● Exercise prompt:
After removing every image, reproduce the data exactly as it appears.

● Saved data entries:
"""

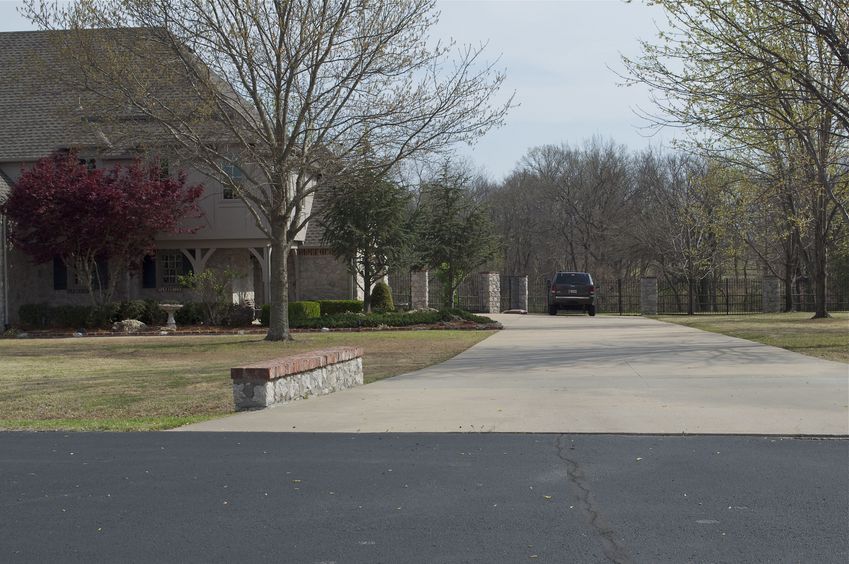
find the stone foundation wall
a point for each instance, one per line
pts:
(321, 277)
(260, 393)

"""

● Completed exercise:
find the stone foundation wall
a point for each instance, one per line
pts:
(321, 277)
(260, 393)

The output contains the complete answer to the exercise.